Stored data —
_ _ _ _ _

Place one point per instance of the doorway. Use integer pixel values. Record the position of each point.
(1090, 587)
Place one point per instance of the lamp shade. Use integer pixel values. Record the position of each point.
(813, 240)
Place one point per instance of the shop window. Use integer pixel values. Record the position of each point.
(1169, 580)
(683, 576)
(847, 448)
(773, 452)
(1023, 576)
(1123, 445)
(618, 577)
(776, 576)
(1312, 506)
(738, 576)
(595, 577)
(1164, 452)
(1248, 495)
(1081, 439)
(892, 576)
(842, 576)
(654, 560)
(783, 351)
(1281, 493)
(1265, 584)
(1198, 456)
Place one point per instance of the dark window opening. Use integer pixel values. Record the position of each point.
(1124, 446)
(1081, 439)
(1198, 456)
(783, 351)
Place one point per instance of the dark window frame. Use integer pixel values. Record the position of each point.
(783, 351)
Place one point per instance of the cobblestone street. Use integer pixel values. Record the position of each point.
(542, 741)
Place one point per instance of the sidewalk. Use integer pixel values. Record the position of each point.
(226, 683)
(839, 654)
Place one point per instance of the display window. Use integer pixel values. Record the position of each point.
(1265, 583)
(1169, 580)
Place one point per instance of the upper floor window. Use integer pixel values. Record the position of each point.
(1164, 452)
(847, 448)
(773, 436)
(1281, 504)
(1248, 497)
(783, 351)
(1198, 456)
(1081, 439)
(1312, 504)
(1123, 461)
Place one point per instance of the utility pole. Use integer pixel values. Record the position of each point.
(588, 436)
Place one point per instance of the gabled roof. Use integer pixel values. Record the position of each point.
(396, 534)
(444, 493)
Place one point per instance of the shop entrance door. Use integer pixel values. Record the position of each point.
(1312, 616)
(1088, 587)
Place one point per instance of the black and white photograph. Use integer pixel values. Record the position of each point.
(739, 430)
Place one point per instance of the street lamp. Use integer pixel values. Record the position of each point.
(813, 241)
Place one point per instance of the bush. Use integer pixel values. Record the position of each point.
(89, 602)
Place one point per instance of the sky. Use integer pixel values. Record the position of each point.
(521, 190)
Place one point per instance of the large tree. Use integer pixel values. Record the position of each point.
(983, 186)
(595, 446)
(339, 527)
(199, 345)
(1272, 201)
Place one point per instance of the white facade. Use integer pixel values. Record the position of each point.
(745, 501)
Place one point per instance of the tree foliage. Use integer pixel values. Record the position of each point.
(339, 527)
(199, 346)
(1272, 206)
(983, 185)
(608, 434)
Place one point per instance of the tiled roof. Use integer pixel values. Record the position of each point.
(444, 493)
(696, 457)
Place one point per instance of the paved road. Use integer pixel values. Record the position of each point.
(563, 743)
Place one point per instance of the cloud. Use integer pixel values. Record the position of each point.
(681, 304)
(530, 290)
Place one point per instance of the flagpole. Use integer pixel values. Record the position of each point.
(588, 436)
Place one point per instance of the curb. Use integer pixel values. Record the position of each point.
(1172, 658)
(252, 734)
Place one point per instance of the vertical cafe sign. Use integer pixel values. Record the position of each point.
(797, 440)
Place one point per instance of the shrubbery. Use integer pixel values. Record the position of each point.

_ _ _ _ _

WORK TO BE COMPLETED — Here, the records must be output exactly and in full.

RESULT FOR THIS EXERCISE —
Place one point per instance of the doorway. Use integer pixel values. Record the position of each point.
(1090, 587)
Place one point per instance of the lamp shade. Use integer pixel values. Record the position of each point.
(813, 240)
Place one point per instance of the shop window. Use integer pixel values. Record the position of each point.
(1169, 580)
(683, 576)
(847, 448)
(773, 452)
(1023, 576)
(1123, 445)
(618, 577)
(776, 576)
(1312, 506)
(738, 576)
(595, 577)
(1164, 452)
(1248, 495)
(1081, 439)
(892, 576)
(842, 576)
(654, 560)
(783, 351)
(1281, 493)
(1265, 584)
(1198, 456)
Place one point per instance of the dark window opening. Use integer pixel values. Record the position of each point.
(1124, 446)
(1081, 439)
(1198, 456)
(783, 351)
Place one point per instance of the dark window frame. Use integer pixel values. Record the position of each point.
(783, 351)
Place one point per instance of the cobblestone street. Use integer pixel values. Record the position of each point.
(542, 741)
Place one point per instance of the sidewalk. Use integer pixel values. Record the position of each point.
(226, 683)
(839, 654)
Place one point per instance of the display window. Use integer pixel values. Record the position of each point.
(1265, 583)
(1169, 580)
Place one point per instance of the upper floor window. Use integer pixel values. Record the position of each point.
(1164, 452)
(847, 448)
(773, 436)
(1281, 504)
(1248, 497)
(783, 351)
(1198, 456)
(1081, 439)
(1312, 504)
(1123, 461)
Place one point per instance of the utility pole. Use integer pixel values. Record the position of each point.
(588, 436)
Place one point per instance of the gabled roof. Use integer pixel values. Record the position of each point.
(396, 534)
(444, 493)
Place one point per instance of the shop entrance door. Use integer pixel values. Record the position of each point.
(1312, 616)
(1088, 587)
Place one point per instance of the black and white photograph. Use integer pixel values. Record the position of each point.
(739, 430)
Place one point per instance of the street lamp. Use integer pixel values. Record the position of each point.
(813, 241)
Place one point per instance of the bush. Use integer pixel values. Record the position of each point.
(89, 602)
Place one point per instance of the sky. Use integer pixel values. Record the position of each point.
(521, 190)
Place one point per instance of the large tree. Use integer pixel values. Record the position of each point.
(983, 186)
(595, 446)
(339, 527)
(199, 345)
(1272, 201)
Place one point per instance of the white facade. Use integer pixel values. Record the position of each point.
(745, 501)
Place one point per instance of the tree foliage. Use integer pixel values. Record the position of each point.
(339, 527)
(199, 346)
(1272, 206)
(983, 185)
(608, 434)
Place one point per instance of the tiled roof. Use integer pixel values. Record the position of each point.
(444, 493)
(696, 457)
Place one point per instance of the paved road. Use integer pixel values. Record the position of each point.
(563, 743)
Place one point per instance of the cloud. Use integer pixel values. Record the position of each point.
(681, 304)
(530, 290)
Place one point per instance of the flagpole. Use integer pixel values. Record the position of each point.
(588, 436)
Place one point per instance of the curb. Use integer pixel values. Record the position of each point.
(1172, 658)
(252, 734)
Place one point per instance of the vertical cafe sign. Use integer pixel values. Record the position of each point.
(797, 440)
Place one point per instance of the shrubbery. Use integer pixel values. Record the position of each point.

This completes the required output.